◆ **Work to do**:
Reproduce only the lines from the one containing "Could you spot the black" through the one containing "point(235, 107)", requests included, scaling every coordinate in the answers by 0.25 and rounding to whole numbers with halves going up. Keep the request wording and its sample points unchanged.

Start of Entries provided

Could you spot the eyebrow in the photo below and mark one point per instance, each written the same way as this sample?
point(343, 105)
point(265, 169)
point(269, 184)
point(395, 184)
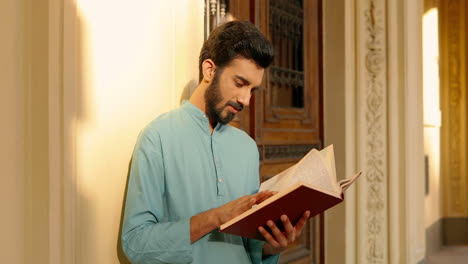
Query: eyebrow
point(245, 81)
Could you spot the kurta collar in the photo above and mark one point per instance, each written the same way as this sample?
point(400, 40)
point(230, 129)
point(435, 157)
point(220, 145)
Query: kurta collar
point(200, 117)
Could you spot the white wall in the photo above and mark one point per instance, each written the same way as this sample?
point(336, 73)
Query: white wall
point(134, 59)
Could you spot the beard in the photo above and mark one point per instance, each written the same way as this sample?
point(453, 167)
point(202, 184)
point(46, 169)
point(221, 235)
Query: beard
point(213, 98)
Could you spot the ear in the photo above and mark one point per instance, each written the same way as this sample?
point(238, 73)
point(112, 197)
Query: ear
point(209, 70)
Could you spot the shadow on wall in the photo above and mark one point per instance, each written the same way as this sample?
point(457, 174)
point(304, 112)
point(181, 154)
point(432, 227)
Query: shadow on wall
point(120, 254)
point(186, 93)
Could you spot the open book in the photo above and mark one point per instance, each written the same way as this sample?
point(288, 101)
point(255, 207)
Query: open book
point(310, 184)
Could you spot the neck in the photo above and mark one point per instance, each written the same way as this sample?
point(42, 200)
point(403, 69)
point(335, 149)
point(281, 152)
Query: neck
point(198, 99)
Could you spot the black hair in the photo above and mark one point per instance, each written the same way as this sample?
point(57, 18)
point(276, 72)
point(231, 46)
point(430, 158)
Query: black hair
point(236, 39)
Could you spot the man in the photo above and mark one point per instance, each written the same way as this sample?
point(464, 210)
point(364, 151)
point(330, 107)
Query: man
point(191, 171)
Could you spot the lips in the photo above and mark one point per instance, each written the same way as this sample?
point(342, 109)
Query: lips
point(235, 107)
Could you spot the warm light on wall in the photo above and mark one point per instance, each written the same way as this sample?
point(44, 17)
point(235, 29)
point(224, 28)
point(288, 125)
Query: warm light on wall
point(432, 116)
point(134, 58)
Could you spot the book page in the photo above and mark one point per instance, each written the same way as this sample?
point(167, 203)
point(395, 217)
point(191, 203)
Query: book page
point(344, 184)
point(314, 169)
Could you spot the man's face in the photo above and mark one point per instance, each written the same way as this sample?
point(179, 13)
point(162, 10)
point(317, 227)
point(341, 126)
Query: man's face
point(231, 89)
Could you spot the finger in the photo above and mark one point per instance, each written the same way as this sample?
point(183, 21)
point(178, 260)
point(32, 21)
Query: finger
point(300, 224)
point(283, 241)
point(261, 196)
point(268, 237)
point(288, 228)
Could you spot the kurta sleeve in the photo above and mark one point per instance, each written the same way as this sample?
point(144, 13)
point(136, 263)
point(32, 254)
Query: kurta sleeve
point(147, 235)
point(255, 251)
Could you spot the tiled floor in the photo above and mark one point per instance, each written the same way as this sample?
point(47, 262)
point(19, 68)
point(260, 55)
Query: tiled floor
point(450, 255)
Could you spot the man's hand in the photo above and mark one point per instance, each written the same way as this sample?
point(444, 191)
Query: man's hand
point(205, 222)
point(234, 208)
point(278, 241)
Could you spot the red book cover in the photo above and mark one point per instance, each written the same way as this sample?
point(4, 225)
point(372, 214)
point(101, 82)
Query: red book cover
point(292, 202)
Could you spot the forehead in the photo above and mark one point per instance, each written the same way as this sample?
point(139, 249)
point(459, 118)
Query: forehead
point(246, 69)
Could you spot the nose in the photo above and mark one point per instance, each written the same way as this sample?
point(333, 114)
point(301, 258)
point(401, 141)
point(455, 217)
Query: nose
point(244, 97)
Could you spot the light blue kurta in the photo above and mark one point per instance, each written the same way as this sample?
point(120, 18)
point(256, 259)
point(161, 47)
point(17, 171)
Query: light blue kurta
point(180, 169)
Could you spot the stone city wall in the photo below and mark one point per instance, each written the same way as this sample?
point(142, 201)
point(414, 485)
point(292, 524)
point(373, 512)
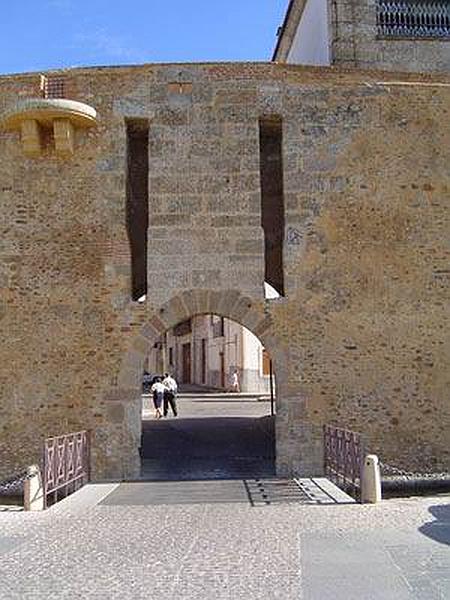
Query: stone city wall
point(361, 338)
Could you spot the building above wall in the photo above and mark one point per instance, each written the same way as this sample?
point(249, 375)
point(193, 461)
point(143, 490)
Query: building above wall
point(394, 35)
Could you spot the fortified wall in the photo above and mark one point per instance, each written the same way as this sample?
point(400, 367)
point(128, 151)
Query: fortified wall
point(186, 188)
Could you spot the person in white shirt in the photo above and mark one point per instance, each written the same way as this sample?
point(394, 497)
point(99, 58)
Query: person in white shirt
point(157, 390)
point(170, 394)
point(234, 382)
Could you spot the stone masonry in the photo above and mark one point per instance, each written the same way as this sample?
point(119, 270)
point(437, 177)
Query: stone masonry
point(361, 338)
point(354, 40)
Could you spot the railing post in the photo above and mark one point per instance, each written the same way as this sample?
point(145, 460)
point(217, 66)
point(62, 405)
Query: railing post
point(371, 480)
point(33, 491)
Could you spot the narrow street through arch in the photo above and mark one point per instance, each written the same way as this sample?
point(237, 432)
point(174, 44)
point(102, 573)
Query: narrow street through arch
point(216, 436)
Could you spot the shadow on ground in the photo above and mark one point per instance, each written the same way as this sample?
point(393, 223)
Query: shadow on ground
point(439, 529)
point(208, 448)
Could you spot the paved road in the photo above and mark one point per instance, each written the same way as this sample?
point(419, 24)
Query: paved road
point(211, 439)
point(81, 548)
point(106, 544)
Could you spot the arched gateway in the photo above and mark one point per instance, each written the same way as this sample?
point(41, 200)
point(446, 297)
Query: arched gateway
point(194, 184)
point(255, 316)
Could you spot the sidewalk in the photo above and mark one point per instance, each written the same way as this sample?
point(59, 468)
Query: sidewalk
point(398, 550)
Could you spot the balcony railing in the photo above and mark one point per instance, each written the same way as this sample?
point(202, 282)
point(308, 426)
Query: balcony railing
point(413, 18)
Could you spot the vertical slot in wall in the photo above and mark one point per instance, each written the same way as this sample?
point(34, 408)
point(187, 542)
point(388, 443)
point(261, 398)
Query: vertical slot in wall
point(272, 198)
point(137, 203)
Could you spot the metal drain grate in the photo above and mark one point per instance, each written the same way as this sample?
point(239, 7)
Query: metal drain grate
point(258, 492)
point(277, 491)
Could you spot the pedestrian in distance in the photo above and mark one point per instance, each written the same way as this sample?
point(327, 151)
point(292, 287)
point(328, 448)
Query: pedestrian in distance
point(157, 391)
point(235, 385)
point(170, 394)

End of Entries provided

◆ **Reply to the task**:
Could you spot the black hair in the photo above and mark one point per instance, each written the same way as this sample?
point(57, 18)
point(276, 72)
point(231, 46)
point(430, 158)
Query: black hair
point(59, 10)
Could you spot the man in the photo above and mark one point per instance, each written the same way as this sample?
point(464, 210)
point(364, 151)
point(330, 107)
Query: man
point(48, 43)
Could you spot the lips in the photo above and mark one point per instance, each written the same way as this sample?
point(342, 109)
Query: lips
point(59, 27)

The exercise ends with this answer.